Prolongez le texte consacré à l'exposition du Musée McCord sur le devenir des images en ligne après la mort, à partir de sa dernière phrase.

Texte fourni:
+++++
Vous êtes-vous déjà interrogés sur ce qui pourrait advenir de vos restes virtuels à votre mort ? Pour sa quatorzième édition, le Mois de la photo à Montréal se penchait sur cette épineuse question avec After Faceb00k : à la douce mémoire <3, qui sera exposée au Musée McCord jusqu’au 10 janvier. L’exposition retrace les principaux enjeux sociaux et politiques du partage extensif d’images personnelles sur les réseaux sociaux, questionnant le rôle de la photographie dans le rapport inédit que notre société entretient à l’image.
Pour Roland Barthes, l’image photographique correspond à la transmission de ce qui a été, la preuve intangible de la réalité d’un moment passé. Mais qu’advient-il lorsque l’image devient éternelle et survit à son référent dans la sphère publique ? Cette hypothèse est mise en perspective par l’exposition, à travers la présentation de plusieurs clichés tirés du fameux réseau social. L’exposition se présente sous la forme d’une installation numérique, immergeant le visiteur dans les dédales de milliers de pages Facebook commémoratives. Dans une salle plongée dans la pénombre se dressent neuf projecteurs aux allures de stèles, diffusant au plafond un nombre infini de captures d’écrans. L’exposition se découvre allongé sur le sol, proposant au visiteur un face à face troublant avec le deuil de milliers d’inconnus.
Le tour de force d’After Facebook : à la douce mémoire <3 tient à la réussite de sa mise en scène. Au-delà d’un catalogue d’images funéraires, l’installation adopte un parti pris artistique permettant un véritable questionnement sur la valeur de l’image et sa portée. Le paysage sonore et le jeu sur la vitesse de diffusion des images offrent un regard inédit sur une thématique importante : celle de la pérennité des informations mises en ligne et partagées par les utilisateurs des réseaux sociaux. Leur fonctionnement nous pousse en effet à façonner une image de nous-même avec l’acharnement de metteurs en scène, et la possibilité de survie de cette création est vertigineuse. La mise en valeur de ces milliers de photographies intimes, parfois extrêmement violentes, provoque autant qu’elle émeut, poussant le visiteur à la réflexion. Du côté des réactions, beaucoup témoignent dans le livre d’or de leur intérêt et de leur émotion face à une installation « troublante » et « perturbante ».
+++++
Enregistrements d'annotation par points:
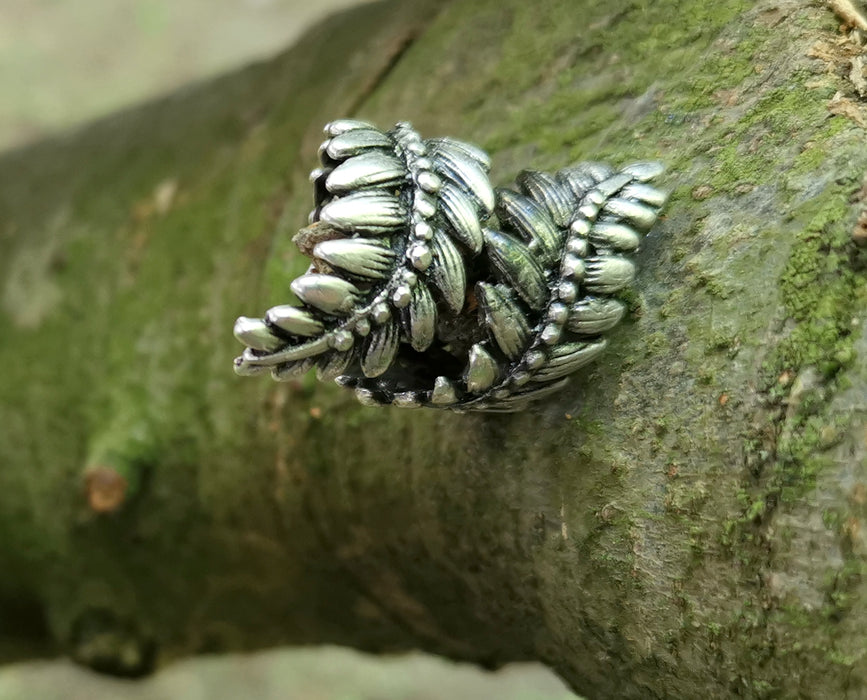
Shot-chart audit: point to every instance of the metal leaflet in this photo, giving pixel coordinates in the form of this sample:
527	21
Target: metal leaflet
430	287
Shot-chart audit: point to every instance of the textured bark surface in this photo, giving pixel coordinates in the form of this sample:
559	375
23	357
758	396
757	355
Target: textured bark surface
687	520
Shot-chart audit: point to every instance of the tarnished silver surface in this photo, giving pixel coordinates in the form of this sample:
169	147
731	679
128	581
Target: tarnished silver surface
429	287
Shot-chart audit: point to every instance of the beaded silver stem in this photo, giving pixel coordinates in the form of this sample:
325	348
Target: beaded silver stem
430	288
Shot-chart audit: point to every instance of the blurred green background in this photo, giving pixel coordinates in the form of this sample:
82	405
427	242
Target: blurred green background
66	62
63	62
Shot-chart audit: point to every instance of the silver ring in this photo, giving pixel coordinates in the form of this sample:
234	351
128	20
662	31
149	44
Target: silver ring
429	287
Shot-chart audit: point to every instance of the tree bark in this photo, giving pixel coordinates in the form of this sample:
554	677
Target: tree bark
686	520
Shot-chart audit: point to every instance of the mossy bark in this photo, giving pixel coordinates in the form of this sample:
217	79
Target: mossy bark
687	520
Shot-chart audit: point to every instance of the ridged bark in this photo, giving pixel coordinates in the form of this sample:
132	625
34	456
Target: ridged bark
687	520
+++++
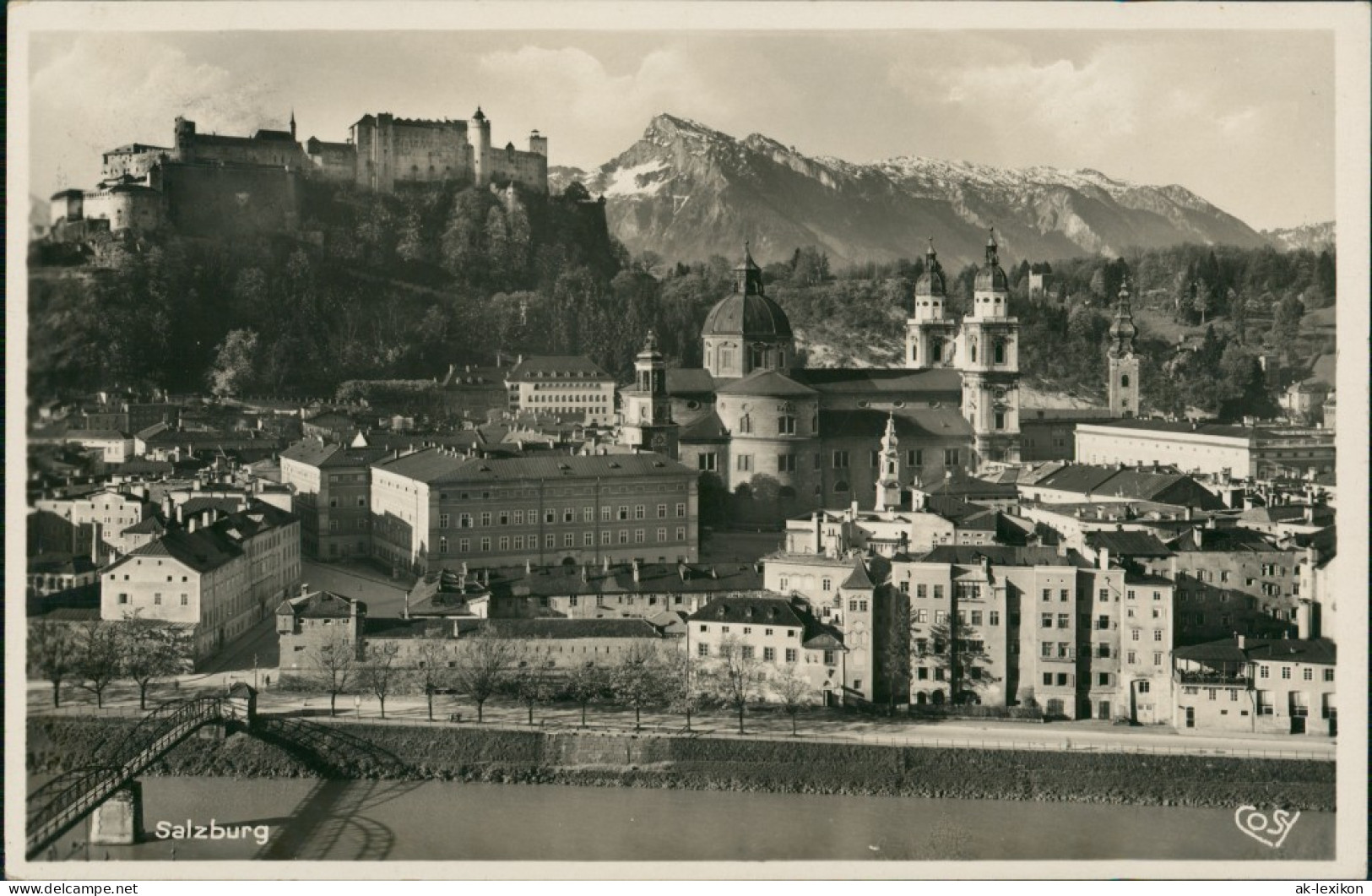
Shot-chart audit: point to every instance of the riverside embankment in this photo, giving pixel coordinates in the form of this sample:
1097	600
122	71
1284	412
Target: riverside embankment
+++++
Réponse rédigée:
En effet, si l’exposition peut se révéler dérangeante, c’est qu’elle touche à un phénomène de société majeur : l’avènement de l’ère “post-photographique“, caractérisée par la surabondance d’images et l’explosion de leur circulation. Elle explore à travers le prisme du deuil les implications de cette nouvelle culture visuelle, changeant notre rapport à l’image et à la notion de privé. Comme une réflexion anthropologique, qui s’interroge sur les conséquences du rôle croissant que les réseaux sociaux occupent dans nos existences individuelles. Avec trente millions de comptes appartenant à des personnes décédées, Facebook a redéfini notre rapport à la mort : selfies, montages et autres statuts funèbres sont devenus des moyens de commémoration et de communication post-mortem. L’installation du musée McCord analyse de manière édifiante cette nouvelle gestion du deuil où des méga-serveurs, à défaut de nous promettre l’immortalité, facilitent celle de nos données.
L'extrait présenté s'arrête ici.